OBJECTIVE: Report how many of the lines below contain the word "given". Give only the number.
★ ★ ★ ★ ★ ★ ★
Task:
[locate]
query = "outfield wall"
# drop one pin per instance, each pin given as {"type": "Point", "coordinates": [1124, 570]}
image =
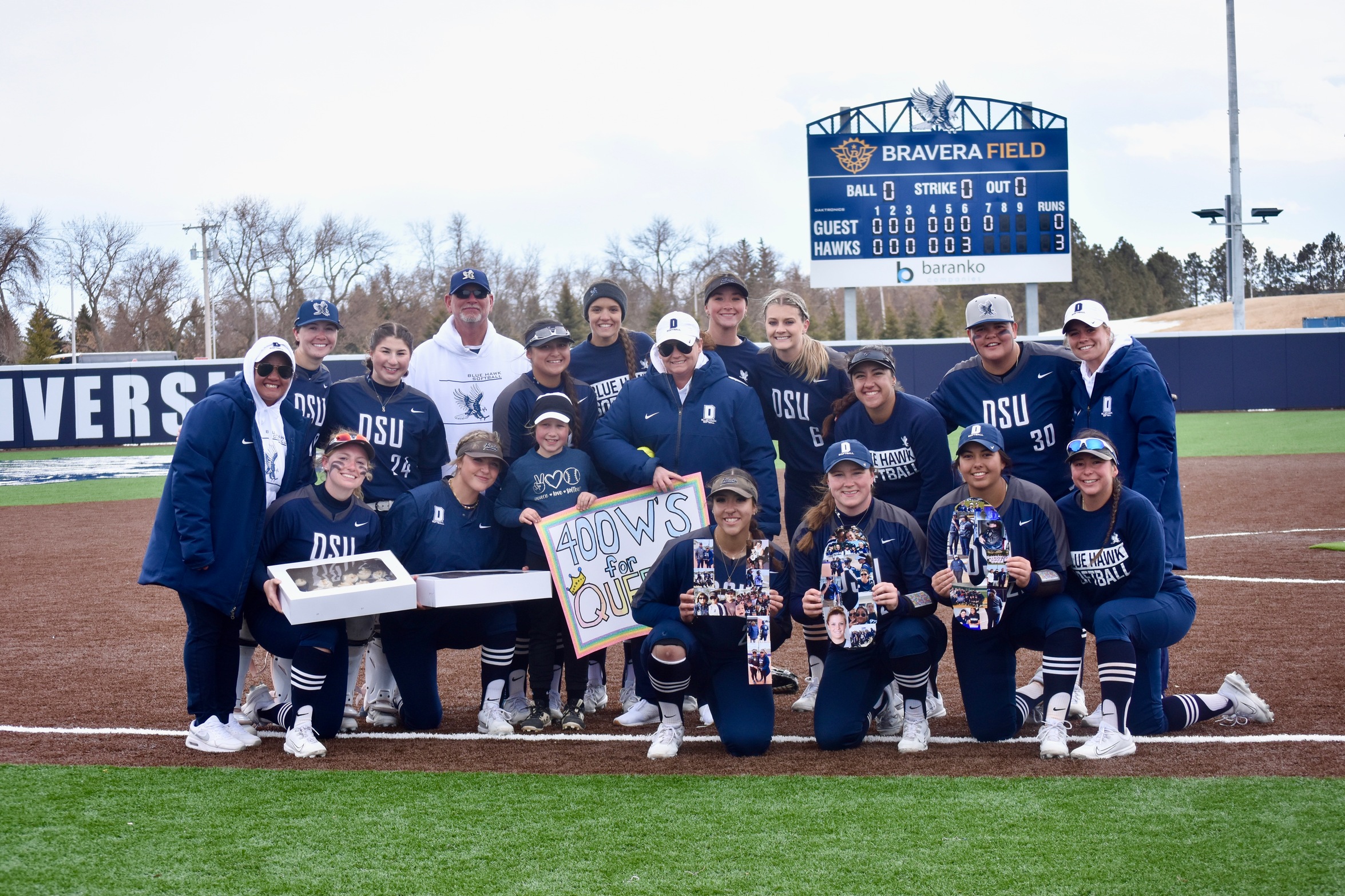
★ ★ ★ ★ ★ ★ ★
RESPONSE: 1